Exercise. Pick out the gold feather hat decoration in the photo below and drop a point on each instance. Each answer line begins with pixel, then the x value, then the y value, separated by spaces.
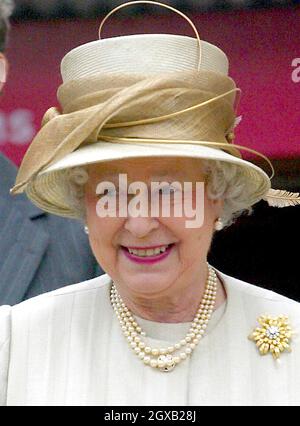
pixel 143 95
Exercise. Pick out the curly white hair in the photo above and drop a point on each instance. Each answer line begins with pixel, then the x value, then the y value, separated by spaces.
pixel 223 181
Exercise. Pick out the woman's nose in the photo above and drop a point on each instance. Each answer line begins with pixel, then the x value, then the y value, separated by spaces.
pixel 140 227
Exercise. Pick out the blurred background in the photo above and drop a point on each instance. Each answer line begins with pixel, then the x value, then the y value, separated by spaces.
pixel 262 42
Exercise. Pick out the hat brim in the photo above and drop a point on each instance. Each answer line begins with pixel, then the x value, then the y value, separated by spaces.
pixel 48 190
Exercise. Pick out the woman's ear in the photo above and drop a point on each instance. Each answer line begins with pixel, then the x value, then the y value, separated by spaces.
pixel 218 206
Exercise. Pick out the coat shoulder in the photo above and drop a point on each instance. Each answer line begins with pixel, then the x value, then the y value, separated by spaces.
pixel 259 299
pixel 63 298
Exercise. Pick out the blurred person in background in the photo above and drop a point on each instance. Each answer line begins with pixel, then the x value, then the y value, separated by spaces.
pixel 38 252
pixel 162 326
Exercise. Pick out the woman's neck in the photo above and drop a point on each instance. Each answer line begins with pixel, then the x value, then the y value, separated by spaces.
pixel 172 308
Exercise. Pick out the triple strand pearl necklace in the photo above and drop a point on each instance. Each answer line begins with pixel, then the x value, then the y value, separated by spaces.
pixel 165 359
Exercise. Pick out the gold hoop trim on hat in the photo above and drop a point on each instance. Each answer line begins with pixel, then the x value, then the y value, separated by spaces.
pixel 173 114
pixel 157 4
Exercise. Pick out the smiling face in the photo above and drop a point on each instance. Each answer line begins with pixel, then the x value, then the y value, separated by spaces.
pixel 117 241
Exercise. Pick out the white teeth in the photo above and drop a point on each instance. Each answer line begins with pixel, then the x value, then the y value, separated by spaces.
pixel 147 252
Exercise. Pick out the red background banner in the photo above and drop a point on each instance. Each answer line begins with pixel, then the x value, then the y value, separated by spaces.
pixel 262 46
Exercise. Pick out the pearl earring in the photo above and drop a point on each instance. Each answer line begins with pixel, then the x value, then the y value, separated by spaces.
pixel 219 224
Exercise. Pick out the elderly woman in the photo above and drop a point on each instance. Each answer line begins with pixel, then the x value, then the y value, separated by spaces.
pixel 147 123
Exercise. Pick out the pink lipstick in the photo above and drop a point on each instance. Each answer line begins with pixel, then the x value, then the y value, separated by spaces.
pixel 147 259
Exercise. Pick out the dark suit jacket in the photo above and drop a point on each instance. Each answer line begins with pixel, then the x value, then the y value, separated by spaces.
pixel 39 252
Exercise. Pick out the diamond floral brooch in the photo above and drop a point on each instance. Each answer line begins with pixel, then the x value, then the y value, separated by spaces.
pixel 273 336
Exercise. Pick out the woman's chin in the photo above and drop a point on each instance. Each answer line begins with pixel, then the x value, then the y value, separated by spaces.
pixel 147 282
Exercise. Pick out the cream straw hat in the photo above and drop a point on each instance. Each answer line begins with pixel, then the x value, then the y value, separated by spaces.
pixel 138 96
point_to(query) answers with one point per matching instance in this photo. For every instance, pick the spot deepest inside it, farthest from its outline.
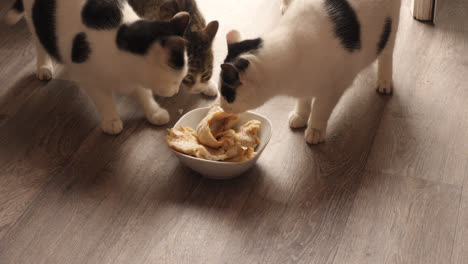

──────────────────────────────

Instructions for the task: Pictures aside, set down the lines from the one containing "Exercise. Pick out the pearl" through the end of the records above, exactly and only those.

Answer below:
Exercise. Pick out the pearl earring in the photo above and drop a point on each instance. Each answer line begins with pixel, then the x value, then the y value, separated by spaces.
pixel 219 224
Exercise. Pick out the elderly woman in the photo above and drop a point on each instance. Each answer line begins with pixel, then the x value, then the y value, separated by spaces.
pixel 147 123
Exercise. Pick out the pink lipstick in the photo above and drop a point on each instance. Each answer line begins with pixel, then the x value, then the y value, separated by spaces.
pixel 147 259
Exercise. Pick out the dark suit jacket in the photo above and drop a point on each instance. Each answer line begins with pixel, then the x value, then the y value, separated by spaces.
pixel 39 252
Exercise. Pick out the diamond floral brooch in the photo above and drop a point on each instance. Each answer line begins with pixel, then the x value, then the y value, separated by spaces.
pixel 273 336
Exercise. Pick out the woman's chin in the photo above and drop a point on each instance. Each answer line begins with pixel, then the x value, then the y value, separated by spaces.
pixel 147 282
Exercise. Pick out the cream straw hat in the photo above and drop a point on each instance. Each answer line begins with pixel, then the x value, then the y value, separated by spaces.
pixel 138 96
point_to(query) answers with one point per matching instance in this photo. For every instance, pick the spot deepest inside it, farthest from its outline.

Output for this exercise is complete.